### Directions
Look below for the line holding "Find the power" and the line holding "Find the snow-covered hill". Transcribe exactly those lines and all lines between them, nothing more.

Natural language region descriptions:
---

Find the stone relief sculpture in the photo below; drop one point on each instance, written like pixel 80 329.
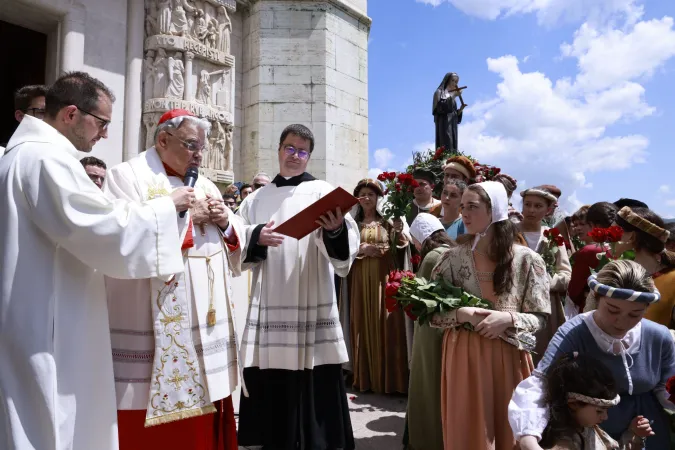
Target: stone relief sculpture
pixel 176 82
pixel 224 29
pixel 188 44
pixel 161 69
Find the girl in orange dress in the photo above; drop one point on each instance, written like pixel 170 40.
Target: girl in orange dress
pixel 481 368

---

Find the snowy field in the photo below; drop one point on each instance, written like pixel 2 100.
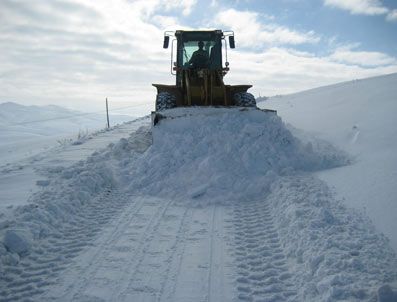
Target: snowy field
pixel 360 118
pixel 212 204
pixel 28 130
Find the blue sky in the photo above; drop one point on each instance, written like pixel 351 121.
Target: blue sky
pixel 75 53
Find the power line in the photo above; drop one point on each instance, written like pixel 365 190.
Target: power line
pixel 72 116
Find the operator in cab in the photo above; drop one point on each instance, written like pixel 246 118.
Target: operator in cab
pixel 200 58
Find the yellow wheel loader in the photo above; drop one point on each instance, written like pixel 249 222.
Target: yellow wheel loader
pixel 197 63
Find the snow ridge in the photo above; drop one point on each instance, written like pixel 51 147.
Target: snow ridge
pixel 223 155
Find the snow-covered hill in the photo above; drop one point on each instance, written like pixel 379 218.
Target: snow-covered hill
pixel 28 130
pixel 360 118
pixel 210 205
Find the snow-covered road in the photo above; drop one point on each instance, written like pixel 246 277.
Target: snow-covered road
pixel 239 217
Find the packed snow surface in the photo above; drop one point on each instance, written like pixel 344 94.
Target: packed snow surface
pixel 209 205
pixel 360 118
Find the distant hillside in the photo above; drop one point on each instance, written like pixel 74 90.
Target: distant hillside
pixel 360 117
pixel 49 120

---

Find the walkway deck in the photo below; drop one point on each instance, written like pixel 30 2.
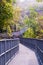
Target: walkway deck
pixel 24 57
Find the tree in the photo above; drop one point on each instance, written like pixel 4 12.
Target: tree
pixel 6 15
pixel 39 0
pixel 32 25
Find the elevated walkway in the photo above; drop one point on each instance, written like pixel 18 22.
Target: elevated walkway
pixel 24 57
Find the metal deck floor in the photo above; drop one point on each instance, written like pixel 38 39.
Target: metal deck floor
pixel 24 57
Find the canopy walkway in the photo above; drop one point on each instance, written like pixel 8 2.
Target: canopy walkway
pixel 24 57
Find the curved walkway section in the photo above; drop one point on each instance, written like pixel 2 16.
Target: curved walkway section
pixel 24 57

---

### Result of the exercise
Find the power line in the photo above; drop one point on each instance, written like pixel 365 190.
Target: power line
pixel 72 116
Find the operator in cab in the photo above; drop one point on each instance, written like pixel 246 118.
Target: operator in cab
pixel 200 58
Find the yellow wheel loader in the photo above; drop one point on each instance, written like pixel 249 222.
Target: yellow wheel loader
pixel 197 63
Find the snow ridge in the photo above; drop one point on each instance, written like pixel 51 147.
Target: snow ridge
pixel 223 155
Find the snow-covered hill in the photo above; drop one point on each instance, written like pixel 379 218.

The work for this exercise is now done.